Extracted data entries:

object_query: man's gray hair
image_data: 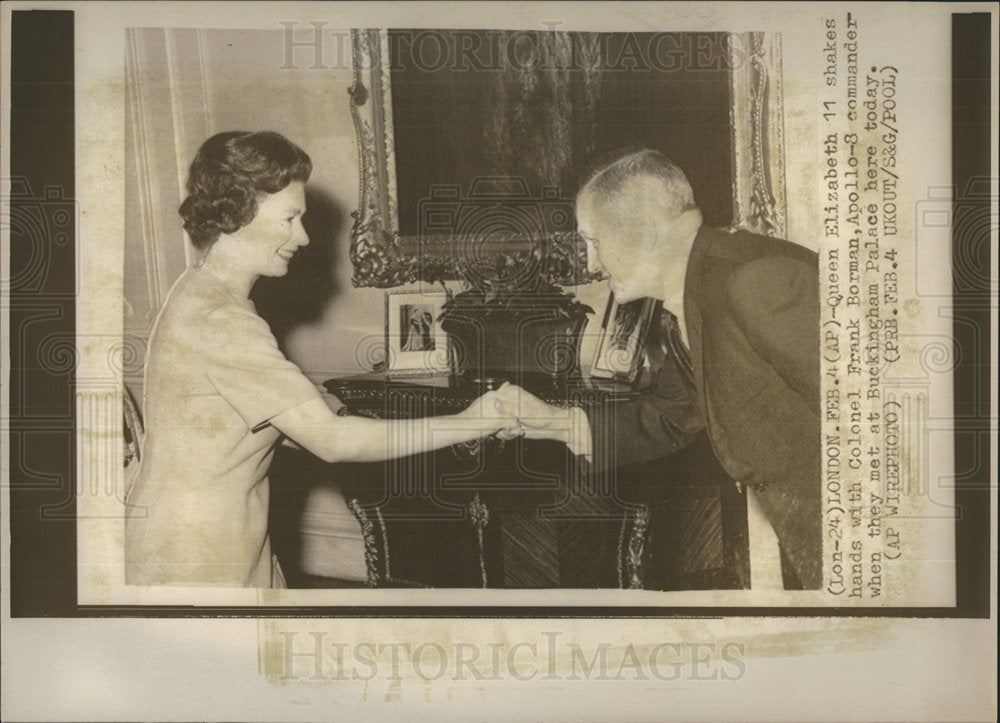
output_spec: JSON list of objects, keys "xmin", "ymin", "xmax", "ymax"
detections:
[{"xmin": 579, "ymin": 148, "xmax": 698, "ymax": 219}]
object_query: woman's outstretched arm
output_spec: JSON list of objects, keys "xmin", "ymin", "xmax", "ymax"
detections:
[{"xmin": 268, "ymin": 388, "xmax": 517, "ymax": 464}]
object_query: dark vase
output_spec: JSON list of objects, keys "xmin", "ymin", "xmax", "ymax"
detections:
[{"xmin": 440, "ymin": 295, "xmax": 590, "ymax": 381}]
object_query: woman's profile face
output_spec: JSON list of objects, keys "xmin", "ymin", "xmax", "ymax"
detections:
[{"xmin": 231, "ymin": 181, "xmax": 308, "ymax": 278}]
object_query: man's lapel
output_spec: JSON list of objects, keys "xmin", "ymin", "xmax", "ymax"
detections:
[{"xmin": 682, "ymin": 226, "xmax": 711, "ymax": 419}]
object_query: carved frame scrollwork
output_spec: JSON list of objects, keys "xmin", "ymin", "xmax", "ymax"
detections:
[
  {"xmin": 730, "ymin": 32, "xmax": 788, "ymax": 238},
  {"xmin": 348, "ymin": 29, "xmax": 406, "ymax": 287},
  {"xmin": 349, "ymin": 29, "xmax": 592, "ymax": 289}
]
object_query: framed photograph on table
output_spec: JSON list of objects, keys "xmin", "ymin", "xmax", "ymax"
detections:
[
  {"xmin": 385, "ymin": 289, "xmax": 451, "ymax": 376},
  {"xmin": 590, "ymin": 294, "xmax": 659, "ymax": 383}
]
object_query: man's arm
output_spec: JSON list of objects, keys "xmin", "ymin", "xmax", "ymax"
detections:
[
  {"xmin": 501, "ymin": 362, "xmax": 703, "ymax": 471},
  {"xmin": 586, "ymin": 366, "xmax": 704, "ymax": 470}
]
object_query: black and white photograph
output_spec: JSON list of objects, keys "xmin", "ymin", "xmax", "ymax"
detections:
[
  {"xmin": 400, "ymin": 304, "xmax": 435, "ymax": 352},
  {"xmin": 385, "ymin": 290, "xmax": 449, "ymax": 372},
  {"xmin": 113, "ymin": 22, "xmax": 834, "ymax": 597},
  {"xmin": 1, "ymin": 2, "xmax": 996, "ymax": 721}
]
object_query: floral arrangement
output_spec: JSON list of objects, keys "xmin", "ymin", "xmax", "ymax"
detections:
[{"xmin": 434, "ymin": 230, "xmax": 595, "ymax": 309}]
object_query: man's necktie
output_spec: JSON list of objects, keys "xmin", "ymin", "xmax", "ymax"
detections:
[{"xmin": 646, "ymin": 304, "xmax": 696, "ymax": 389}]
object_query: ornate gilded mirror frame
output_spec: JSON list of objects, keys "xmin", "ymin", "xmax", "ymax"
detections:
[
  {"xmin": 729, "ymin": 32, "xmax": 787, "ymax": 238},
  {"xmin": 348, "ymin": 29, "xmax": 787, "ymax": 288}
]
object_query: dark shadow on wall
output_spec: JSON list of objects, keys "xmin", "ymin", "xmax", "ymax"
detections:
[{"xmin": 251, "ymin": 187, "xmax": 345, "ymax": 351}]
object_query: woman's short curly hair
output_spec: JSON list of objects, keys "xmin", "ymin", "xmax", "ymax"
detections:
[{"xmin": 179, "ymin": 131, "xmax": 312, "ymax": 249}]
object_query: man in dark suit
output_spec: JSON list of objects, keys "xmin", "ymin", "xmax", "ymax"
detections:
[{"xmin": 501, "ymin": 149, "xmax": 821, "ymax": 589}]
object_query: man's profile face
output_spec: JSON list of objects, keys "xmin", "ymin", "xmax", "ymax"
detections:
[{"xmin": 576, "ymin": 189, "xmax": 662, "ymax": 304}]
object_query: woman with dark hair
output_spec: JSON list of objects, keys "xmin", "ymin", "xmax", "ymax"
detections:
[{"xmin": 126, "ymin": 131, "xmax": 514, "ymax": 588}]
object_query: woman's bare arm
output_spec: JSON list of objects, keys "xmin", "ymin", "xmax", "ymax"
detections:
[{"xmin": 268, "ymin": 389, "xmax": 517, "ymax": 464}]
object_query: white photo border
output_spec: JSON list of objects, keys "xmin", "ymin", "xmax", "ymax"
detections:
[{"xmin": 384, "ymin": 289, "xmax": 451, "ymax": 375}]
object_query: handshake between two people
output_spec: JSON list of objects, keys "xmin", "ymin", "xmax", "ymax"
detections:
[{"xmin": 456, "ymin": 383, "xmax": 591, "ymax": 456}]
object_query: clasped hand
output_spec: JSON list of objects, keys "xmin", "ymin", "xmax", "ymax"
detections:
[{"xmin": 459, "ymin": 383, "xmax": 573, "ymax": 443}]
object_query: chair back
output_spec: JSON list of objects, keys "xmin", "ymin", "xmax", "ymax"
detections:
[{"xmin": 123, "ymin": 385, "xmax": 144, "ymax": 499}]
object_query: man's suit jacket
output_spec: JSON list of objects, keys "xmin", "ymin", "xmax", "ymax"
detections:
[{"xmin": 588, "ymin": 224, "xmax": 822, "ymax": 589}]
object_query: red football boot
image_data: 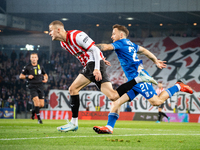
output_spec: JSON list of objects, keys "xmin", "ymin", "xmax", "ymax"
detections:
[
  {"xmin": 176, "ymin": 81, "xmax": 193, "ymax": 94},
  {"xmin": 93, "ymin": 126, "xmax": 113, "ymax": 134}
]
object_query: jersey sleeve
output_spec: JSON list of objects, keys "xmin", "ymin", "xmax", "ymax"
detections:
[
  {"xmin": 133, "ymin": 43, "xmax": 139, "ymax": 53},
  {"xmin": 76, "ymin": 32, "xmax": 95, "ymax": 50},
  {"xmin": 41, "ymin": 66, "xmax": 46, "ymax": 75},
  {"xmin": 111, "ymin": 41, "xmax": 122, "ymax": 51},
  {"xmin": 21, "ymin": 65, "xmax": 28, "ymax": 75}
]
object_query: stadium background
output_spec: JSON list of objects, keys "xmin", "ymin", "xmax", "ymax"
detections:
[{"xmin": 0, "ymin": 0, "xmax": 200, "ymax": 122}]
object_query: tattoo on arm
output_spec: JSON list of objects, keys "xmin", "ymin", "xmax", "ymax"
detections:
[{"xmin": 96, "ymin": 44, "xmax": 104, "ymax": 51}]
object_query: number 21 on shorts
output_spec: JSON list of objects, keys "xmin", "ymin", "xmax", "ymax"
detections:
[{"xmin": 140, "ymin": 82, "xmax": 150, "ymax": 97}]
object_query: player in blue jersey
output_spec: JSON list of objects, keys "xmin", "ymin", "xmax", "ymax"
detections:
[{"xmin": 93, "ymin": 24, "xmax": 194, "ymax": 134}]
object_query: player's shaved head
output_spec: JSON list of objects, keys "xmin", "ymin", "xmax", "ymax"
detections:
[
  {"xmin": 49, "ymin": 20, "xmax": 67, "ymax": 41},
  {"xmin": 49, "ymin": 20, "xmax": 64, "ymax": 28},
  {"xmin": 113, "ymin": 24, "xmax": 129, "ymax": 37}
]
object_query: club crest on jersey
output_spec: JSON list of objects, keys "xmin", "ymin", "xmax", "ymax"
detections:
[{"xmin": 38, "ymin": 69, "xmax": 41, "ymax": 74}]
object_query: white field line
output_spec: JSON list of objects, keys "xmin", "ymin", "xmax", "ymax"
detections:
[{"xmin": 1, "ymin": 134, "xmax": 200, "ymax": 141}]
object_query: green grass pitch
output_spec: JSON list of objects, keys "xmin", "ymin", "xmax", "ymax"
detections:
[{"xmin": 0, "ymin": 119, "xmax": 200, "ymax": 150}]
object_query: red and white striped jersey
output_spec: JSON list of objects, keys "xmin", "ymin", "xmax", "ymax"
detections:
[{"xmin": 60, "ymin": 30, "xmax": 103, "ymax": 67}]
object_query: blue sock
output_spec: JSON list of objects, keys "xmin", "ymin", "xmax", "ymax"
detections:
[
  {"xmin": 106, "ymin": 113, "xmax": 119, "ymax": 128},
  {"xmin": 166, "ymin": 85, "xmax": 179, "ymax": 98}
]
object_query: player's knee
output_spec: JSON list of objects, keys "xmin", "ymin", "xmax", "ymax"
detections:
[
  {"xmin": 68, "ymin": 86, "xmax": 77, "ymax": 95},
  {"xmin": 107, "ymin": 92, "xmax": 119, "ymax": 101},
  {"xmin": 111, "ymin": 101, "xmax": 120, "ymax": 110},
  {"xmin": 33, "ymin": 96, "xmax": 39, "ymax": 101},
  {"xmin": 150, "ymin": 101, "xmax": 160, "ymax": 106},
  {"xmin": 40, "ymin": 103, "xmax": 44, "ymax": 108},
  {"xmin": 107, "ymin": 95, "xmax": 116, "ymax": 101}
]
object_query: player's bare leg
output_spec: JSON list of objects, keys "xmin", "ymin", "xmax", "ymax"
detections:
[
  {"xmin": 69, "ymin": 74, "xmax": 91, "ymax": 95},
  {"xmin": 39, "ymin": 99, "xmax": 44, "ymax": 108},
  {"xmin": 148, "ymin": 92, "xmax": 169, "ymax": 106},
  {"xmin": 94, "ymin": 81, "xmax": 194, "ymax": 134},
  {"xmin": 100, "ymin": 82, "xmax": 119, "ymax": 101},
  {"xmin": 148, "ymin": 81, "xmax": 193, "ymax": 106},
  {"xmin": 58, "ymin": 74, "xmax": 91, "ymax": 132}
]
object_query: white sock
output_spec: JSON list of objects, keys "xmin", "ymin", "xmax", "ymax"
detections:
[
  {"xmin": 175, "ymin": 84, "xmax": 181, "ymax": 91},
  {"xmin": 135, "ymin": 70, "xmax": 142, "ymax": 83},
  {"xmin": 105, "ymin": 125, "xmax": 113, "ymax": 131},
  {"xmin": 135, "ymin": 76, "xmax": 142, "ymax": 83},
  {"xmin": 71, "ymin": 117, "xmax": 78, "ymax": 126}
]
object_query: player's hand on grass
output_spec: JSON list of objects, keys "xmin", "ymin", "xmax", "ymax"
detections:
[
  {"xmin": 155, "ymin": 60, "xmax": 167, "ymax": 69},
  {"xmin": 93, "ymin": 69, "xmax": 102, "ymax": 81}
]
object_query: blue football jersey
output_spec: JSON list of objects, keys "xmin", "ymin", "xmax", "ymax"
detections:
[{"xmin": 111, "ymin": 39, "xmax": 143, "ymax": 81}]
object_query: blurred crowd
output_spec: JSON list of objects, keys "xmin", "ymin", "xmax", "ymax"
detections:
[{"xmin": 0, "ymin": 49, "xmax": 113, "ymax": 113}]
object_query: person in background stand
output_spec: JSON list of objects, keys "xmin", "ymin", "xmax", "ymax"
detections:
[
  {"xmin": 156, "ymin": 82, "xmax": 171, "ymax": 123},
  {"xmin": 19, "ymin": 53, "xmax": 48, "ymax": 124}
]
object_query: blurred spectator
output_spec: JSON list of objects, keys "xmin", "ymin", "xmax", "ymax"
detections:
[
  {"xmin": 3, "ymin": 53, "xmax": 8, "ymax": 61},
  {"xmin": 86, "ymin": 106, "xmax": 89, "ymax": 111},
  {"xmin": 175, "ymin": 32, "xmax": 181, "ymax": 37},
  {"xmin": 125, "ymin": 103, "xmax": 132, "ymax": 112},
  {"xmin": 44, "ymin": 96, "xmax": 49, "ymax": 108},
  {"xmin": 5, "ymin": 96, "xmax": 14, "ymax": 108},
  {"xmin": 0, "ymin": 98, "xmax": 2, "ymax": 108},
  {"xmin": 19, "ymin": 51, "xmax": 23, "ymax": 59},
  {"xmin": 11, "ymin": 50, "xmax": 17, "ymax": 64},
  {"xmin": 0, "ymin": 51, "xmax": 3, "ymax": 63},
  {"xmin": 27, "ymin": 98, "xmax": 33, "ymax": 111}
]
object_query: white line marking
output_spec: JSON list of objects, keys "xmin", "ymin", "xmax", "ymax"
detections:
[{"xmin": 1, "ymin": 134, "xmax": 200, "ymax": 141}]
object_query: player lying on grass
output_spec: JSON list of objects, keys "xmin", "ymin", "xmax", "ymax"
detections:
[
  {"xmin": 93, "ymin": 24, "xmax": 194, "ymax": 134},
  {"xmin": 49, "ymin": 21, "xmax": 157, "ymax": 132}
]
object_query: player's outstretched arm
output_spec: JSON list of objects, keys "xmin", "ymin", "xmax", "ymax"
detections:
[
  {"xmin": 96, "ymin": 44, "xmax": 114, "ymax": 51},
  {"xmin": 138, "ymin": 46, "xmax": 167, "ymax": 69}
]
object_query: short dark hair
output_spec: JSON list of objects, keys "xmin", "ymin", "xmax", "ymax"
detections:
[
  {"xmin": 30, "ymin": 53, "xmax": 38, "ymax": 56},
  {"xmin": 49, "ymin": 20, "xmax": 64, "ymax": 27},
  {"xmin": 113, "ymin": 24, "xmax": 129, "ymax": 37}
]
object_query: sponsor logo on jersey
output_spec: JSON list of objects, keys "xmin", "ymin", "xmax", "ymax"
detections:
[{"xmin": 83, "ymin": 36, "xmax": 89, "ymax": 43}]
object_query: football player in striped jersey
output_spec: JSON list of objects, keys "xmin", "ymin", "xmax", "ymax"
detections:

TASK STATEMENT:
Return only the lines running from the start of the entries above to the line that contains "object_query: man's lapel", inclusive, and omit every picture.

WRITTEN SOLUTION:
object_query: man's gray hair
image_data: 
output_spec: JSON list of objects, keys "xmin", "ymin", "xmax", "ymax"
detections:
[{"xmin": 579, "ymin": 148, "xmax": 698, "ymax": 219}]
object_query: woman's outstretched arm
output_spec: JSON list of objects, keys "xmin", "ymin", "xmax", "ymax"
detections:
[{"xmin": 268, "ymin": 388, "xmax": 517, "ymax": 464}]
object_query: dark vase
output_spec: JSON list of objects, keys "xmin", "ymin", "xmax", "ymax"
detections:
[{"xmin": 440, "ymin": 295, "xmax": 590, "ymax": 381}]
object_query: woman's profile face
output_spec: JSON list of objects, keys "xmin", "ymin", "xmax", "ymax"
detections:
[{"xmin": 231, "ymin": 181, "xmax": 308, "ymax": 278}]
object_query: man's lapel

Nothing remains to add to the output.